• _Problem details_
Omit every picture and output the rest of the records exactly as they are.

::::::::::

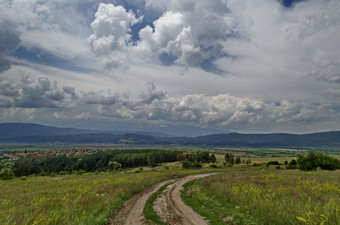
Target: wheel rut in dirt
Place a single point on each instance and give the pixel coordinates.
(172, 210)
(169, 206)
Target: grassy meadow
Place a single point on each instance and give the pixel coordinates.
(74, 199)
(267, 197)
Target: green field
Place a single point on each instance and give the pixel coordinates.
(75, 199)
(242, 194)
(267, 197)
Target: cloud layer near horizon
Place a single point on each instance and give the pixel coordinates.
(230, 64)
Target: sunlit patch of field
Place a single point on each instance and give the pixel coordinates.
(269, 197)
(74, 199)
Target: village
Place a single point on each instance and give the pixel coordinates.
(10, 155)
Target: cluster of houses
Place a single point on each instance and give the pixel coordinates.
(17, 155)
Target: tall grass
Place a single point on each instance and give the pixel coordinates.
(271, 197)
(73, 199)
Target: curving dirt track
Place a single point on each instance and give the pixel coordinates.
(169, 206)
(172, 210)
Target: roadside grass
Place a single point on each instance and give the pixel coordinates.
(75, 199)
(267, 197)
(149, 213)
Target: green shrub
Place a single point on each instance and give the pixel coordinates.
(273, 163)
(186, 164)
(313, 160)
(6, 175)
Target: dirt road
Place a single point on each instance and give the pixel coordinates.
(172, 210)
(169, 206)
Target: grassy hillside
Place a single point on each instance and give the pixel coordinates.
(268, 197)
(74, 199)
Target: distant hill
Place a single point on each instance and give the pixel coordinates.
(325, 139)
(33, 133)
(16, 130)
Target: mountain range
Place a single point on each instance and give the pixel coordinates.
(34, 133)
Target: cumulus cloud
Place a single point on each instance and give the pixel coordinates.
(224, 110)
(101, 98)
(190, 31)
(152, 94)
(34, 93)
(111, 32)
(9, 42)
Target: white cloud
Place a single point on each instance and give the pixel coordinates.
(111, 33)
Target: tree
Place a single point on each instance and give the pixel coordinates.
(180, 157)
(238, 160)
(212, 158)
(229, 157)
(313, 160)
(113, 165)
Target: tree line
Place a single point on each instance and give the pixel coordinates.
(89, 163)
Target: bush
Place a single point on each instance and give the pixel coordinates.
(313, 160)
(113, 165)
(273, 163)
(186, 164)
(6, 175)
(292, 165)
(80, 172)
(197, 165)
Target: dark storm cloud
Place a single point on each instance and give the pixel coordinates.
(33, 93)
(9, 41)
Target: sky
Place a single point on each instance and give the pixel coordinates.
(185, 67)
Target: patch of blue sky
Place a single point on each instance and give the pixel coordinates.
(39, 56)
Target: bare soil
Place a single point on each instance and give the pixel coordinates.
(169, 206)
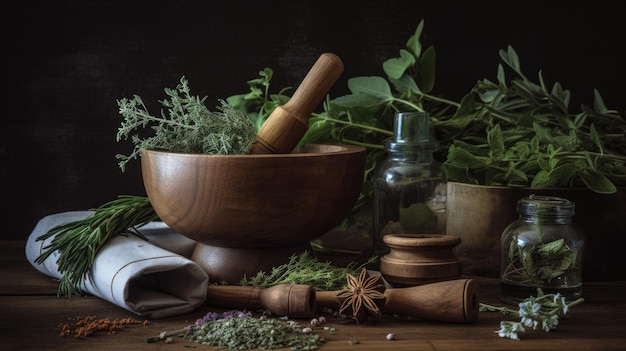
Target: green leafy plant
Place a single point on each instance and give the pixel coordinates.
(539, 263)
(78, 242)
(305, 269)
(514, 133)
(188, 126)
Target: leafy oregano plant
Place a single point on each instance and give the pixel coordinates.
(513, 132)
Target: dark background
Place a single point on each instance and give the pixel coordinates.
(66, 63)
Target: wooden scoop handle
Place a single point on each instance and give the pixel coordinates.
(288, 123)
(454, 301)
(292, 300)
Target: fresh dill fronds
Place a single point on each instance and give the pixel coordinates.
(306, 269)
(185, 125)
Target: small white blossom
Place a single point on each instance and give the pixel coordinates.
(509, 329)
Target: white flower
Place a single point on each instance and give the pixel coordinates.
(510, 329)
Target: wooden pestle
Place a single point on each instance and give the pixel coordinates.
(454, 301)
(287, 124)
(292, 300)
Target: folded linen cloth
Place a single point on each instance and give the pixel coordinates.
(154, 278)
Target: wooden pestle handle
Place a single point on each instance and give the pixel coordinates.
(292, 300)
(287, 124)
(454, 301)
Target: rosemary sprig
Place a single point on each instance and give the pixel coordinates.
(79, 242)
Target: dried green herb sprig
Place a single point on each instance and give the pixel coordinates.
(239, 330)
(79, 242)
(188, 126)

::::::::::

• _Answer for the task_
Target: wheel rut in dirt
Place a single point on each instance and give the pixel coordinates.
(172, 210)
(169, 206)
Target: grassy meadow
Place a single point on each instance and give the pixel coordinates.
(74, 199)
(267, 197)
Target: green field
Place a single point on each instance and give the pixel coordinates.
(75, 199)
(242, 194)
(267, 197)
Target: cloud layer near horizon
Place a single point on each instance and give the pixel coordinates.
(230, 64)
Target: sunlit patch of field
Place a single point on each instance and give the pixel coordinates.
(269, 197)
(74, 199)
Target: village
Place a single point on each instance and give the pixel coordinates.
(10, 155)
Target: cluster of houses
Place a single point on each instance and give the pixel coordinates.
(17, 155)
Target: tall grass
Place a single point on each instance and give the pixel coordinates.
(271, 197)
(73, 199)
Target: curving dirt track
Place a single point on each instance and give the pixel coordinates.
(169, 206)
(172, 210)
Target: roadside grass
Place a single point on each instance and give the pixel coordinates.
(75, 199)
(267, 197)
(149, 213)
Target: green shrub
Place a single point on each instance and give the pixel coordinates.
(273, 163)
(186, 164)
(313, 160)
(6, 175)
Target: dirt road
Place a single point on each instance and give the pixel coordinates.
(172, 210)
(169, 206)
Target: grassy hillside
Place a single point on each instance and give the pixel coordinates.
(268, 197)
(74, 199)
Target: distant hill
Place a single point on each instance and give the pixel coordinates.
(325, 139)
(33, 133)
(16, 130)
Target: mountain range
Place a single point on each instance and give the pixel coordinates.
(34, 133)
Target: cumulus cloud
Place a single point on each instance and give the pixel coordinates.
(224, 110)
(101, 98)
(190, 31)
(152, 94)
(34, 93)
(111, 32)
(9, 42)
Target: white cloud
Place a single point on each instance and give the pixel coordinates.
(111, 33)
Target: tree
Place a single point on each instance and give the pixel coordinates.
(180, 157)
(238, 160)
(212, 158)
(229, 157)
(313, 160)
(113, 165)
Target: tree line
Place a single point on each instance and give the pixel coordinates.
(89, 163)
Target: bush
Place a single point on each instance and give the pixel coordinates.
(313, 160)
(113, 165)
(273, 163)
(186, 164)
(6, 175)
(292, 165)
(80, 172)
(197, 165)
Target: dark storm cloud
Place a single point on each instance and give the pixel coordinates.
(33, 93)
(9, 41)
Target: sky
Place a single point on each instance and give the pixel coordinates.
(185, 67)
Target: patch of blue sky
Place a single point on each instance and give the pixel coordinates.
(39, 56)
Target: bare soil
Place a single point on each instance and give the pixel coordinates.
(169, 206)
Target: green leafy plant
Place a single point on each instance and give the pixel coordinates.
(539, 263)
(78, 242)
(305, 269)
(514, 133)
(188, 126)
Target: leafy oregano plant
Place a single point on each instance and give the pixel coordinates.
(513, 132)
Target: dark background
Place a single point on each instance and give the pixel coordinates.
(66, 63)
Target: wooden scoop handle
Place a single point on each instance and give the pixel coordinates.
(288, 123)
(454, 301)
(292, 300)
Target: fresh dill fronds
Place a single point on each instance and give the pixel coordinates.
(306, 269)
(185, 125)
Target: small white blossom
Place a single point on each instance and give the pixel coordinates.
(509, 329)
Target: white flower
Place a single point on each instance and give the pixel coordinates.
(510, 329)
Target: wooden pestle
Place a single point on each instance and give the pixel coordinates.
(454, 301)
(287, 124)
(292, 300)
Target: folded linen cloth
Place a single point on each instance and give the pixel coordinates.
(154, 278)
Target: wooden pestle handle
Place a single point on each instance and give the pixel coordinates.
(292, 300)
(287, 124)
(454, 301)
Target: rosemary sprig
Place a single point on each instance and give the pixel coordinates.
(79, 242)
Target: dried green herb sprig
Place a single point on each instance and give the pixel coordinates.
(239, 330)
(79, 242)
(188, 126)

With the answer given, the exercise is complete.